**EXTRACT PROVIDED:**
There was a degree of apprehension ahead of last week’s dinner on the Intrepid in New York. For President Trump, it was his first trip back to New York after winning the election. For Prime Minister Turnbull, a first chance after that phone call to put the US-Australian relationship back onto a more predictable, stable course. For the organisers, the American Australian Association, it was the unpredictability of managing the schedule and security of the president and staff.
But in the end it was a successful encounter. The president was engaging and generous in his remarks, Australia and the United States are two “rebellious children of the same parent” – more family than friends he emphasised. In a room filled with more than 600 Australians sequestered by an open bar for nearly four hours, the remarks were warmly received. The president brought with him members of his family, and the vice president’s, as well as advisers Gary Cohn, KT McFarland, and Rudy Giuliani.
The mission for the evening was for everyone to get along, no substantial official business was conducted, and it was a mission well met. The next crucial moment will be the AUSMIN meetings expected to be held in Australia in the coming months, at which there will be substantial work to update Australia and the United States' shared foreign and defence policy objectives – particularly in Asia.

**INFORMATION GIVEN:**
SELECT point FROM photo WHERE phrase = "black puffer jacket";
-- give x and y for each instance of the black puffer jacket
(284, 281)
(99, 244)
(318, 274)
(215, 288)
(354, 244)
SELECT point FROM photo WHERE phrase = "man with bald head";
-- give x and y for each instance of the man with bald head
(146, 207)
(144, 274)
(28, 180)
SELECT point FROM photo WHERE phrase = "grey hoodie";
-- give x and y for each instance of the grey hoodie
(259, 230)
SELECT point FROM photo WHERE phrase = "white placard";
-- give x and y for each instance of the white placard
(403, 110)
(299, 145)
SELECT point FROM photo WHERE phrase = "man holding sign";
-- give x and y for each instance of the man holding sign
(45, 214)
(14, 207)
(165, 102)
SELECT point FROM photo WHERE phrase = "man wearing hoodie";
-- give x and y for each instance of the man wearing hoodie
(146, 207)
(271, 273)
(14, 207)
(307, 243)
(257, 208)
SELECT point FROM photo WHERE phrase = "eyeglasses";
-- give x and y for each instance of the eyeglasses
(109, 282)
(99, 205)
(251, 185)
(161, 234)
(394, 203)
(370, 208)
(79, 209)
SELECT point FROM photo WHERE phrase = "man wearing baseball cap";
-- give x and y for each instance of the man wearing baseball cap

**EXERCISE GOAL:**
In the account of the Intrepid dinner, take the passage between "The mission for" and "particularly in Asia.", inclusive, and write it out again, substituting "AUSMIN talks" for "AUSMIN meetings".

**REPLY:**
The mission for the evening was for everyone to get along, no substantial official business was conducted, and it was a mission well met. The next crucial moment will be the AUSMIN talks expected to be held in Australia in the coming months, at which there will be substantial work to update Australia and the United States' shared foreign and defence policy objectives – particularly in Asia.